# [Selection]
↓
Attrition Management

This document discusses a few of the factors that affect turnover and presents ideas and approaches that reduce turnover to more acceptable levels. These ideas and approaches are based on TRG’s experience and are a starting point for discussions of a specific strategy to deal with this issue. The specifics areas covered in this document are agent selection; training; employee satisfaction and quality assurance/monitoring.

To effectively manage staff turnover requires an assessment of all of the factors that influence turnover within a center or organization. The diagram below shows the ‘interconnectedness’ and some of the cause and effect relationships in operation in a call center.

Some of the factors are universal in that they affect the entire organization. These would include ‘Policies and Procedures’ as well as ‘Employee Satisfaction’. The remaining factors specifically impact staff retention and agent tenure for call centers.

Staff Selection:
In examining the process from the beginning, first assess the staff selection process. The staff selection process should identify and qualify staff that has the abilities, skills and competencies to complete the job functions as well as the personality and temperament to work in a call center environment. First review the job descriptions for the agent positions and compare and contrast these with the requirements of the role. To determine what are the desired attributes, examine the best performers in the call center, classify their skills and competencies and review other skills and competencies that are appropriate to a call center environment. This exercise develops a skills and competency map.

Before this map can be implemented and employed, suitable objective tests and assessments must be created. It is not always possible to develop objective assessments for certain skills or competencies. When an objective test is not possible, the skill must be reassessed for significance and a determination made as to whether it should be included in the absence of the ability to assess the skill objectively. Once we have determined which are the desired skills and competencies and how we can test for each objectively, the skills and competency map is completed.

With the skills and competency map completed review the job description and roles and responsibilities documents for accuracy and completeness. In most organizations, where TRG has supported the development of skills and competency maps, a finalized a list of 12-15 desired skills and competencies was the result. There is no single correct number of skills but the majority of skills and competency maps include many skills and competencies from the following list:

Ability to multi Task
Ability to take direction
Ability to work independently
Accepts responsibility/Ownership
Active Listening Skills
Completes projects begun
Conceptual thinker
Cooperative Learner
Customer Focus
Detail Oriented
Problem Solving Skills
Process Thinker
Product Knowledge
Results oriented
Schedule Adherence
Service Oriented
Stress Tolerance
Takes Responsibility
Team Focus
Telephone Etiquette
Voice Tone/Modulation

Staff recruitment can begin once the skills and competencies have been identified, the assessment tools sourced or developed and the job description aligned. Working with your HR team, identify appropriate sources for staff; such as job postings, job fairs, employee referral campaigns etc. Many of the initial staff assessments may be completed in advance of a formal interview and can be done at a job fair or on-line.

Assess the local job market in terms of wages paid for similar positions at other companies in your specific labor market. Identify the number of other companies operating call centers within your local labor marketplace. The total number of agent positions in a specific geographic market as a percentage of the total workforce will provide you with the ‘saturation level’ of the market. Generally speaking the lower the saturation percentage the easier it will be to recruit. Ideal markets have saturation levels of below 3%.
↑
# [Supplied information]
↓
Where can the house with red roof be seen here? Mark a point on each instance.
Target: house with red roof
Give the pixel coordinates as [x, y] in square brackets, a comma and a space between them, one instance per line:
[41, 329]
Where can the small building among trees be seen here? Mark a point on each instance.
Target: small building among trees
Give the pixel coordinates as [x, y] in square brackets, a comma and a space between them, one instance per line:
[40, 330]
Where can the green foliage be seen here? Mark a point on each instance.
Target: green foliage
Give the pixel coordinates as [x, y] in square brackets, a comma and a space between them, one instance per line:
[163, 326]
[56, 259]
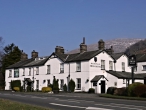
↑
# [What this exercise asks]
(a) In the attrition management document, copy the passage from "Attrition Management" to "a call center.", replacing "turnover" with "attrition".
(b) List the specific areas that the attrition management document says it covers.
The records come from a separate source.

# [Exercise responses]
(a)
Attrition Management

This document discusses a few of the factors that affect attrition and presents ideas and approaches that reduce attrition to more acceptable levels. These ideas and approaches are based on TRG’s experience and are a starting point for discussions of a specific strategy to deal with this issue. The specifics areas covered in this document are agent selection; training; employee satisfaction and quality assurance/monitoring.

To effectively manage staff attrition requires an assessment of all of the factors that influence attrition within a center or organization. The diagram below shows the ‘interconnectedness’ and some of the cause and effect relationships in operation in a call center.

(b)
- Agent selection
- Training
- Employee satisfaction
- Quality assurance/monitoring